* DOCUMENT SEGMENT *
· · · · · · ·
= Société typographique de Lausanne =

Swiss publishing company

The Société typographique de Lausanne was a Lausanne-based publishing and printing company active from 1774 to 1782.

The company was founded in March 1774 on the initiative of the publisher and printer Jean-Pierre Heubach. It brought together the interests of several shareholders: François-Jacques Durand, a professor at the Academy of Lausanne; Louis Scanavin, a merchant from Vevey; Jean-Pierre Duplan, a businessman established in Bern; and Samuel Kirchberger, a member of Bern's Council of Two Hundred. Under Heubach's technical direction, it engaged the services of Antoine Saunier, a master at the Lausanne collège, and Jean-Pierre Bérenger, hired in 1775 as a literary advisor.
· · · · · · ·
* PROVIDED MATERIAL *
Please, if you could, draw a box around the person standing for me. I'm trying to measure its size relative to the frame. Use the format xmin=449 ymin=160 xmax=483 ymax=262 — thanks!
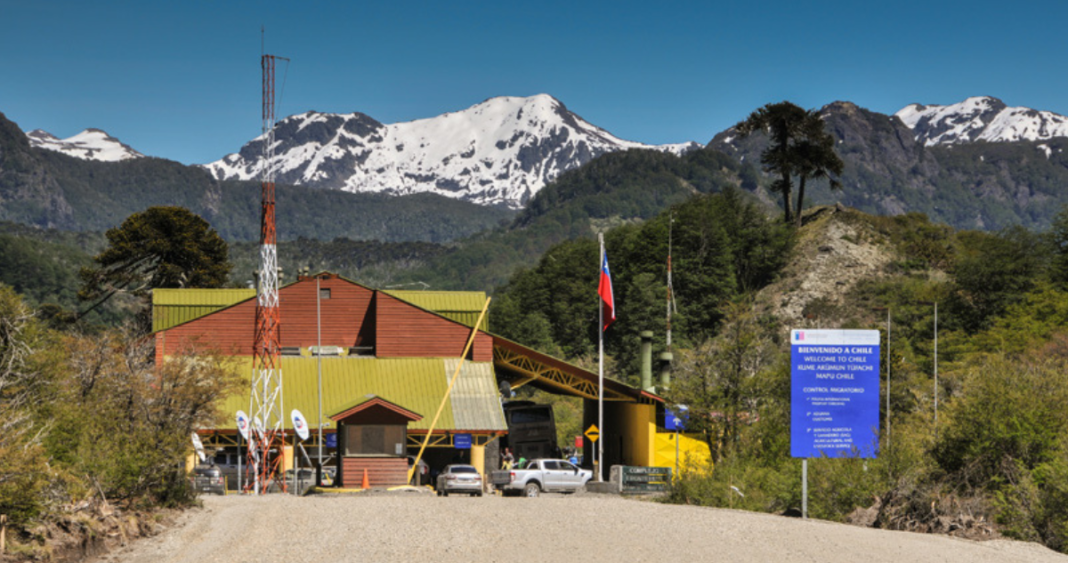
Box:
xmin=501 ymin=448 xmax=516 ymax=471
· · · · · · ·
* DO THIS *
Update the passage on the Société typographique de Lausanne from "The Société typographique" to "a literary advisor.", changing "shareholders" to "partners".

* RESULT FOR THIS TASK *
The Société typographique de Lausanne was a Lausanne-based publishing and printing company active from 1774 to 1782.

The company was founded in March 1774 on the initiative of the publisher and printer Jean-Pierre Heubach. It brought together the interests of several partners: François-Jacques Durand, a professor at the Academy of Lausanne; Louis Scanavin, a merchant from Vevey; Jean-Pierre Duplan, a businessman established in Bern; and Samuel Kirchberger, a member of Bern's Council of Two Hundred. Under Heubach's technical direction, it engaged the services of Antoine Saunier, a master at the Lausanne collège, and Jean-Pierre Bérenger, hired in 1775 as a literary advisor.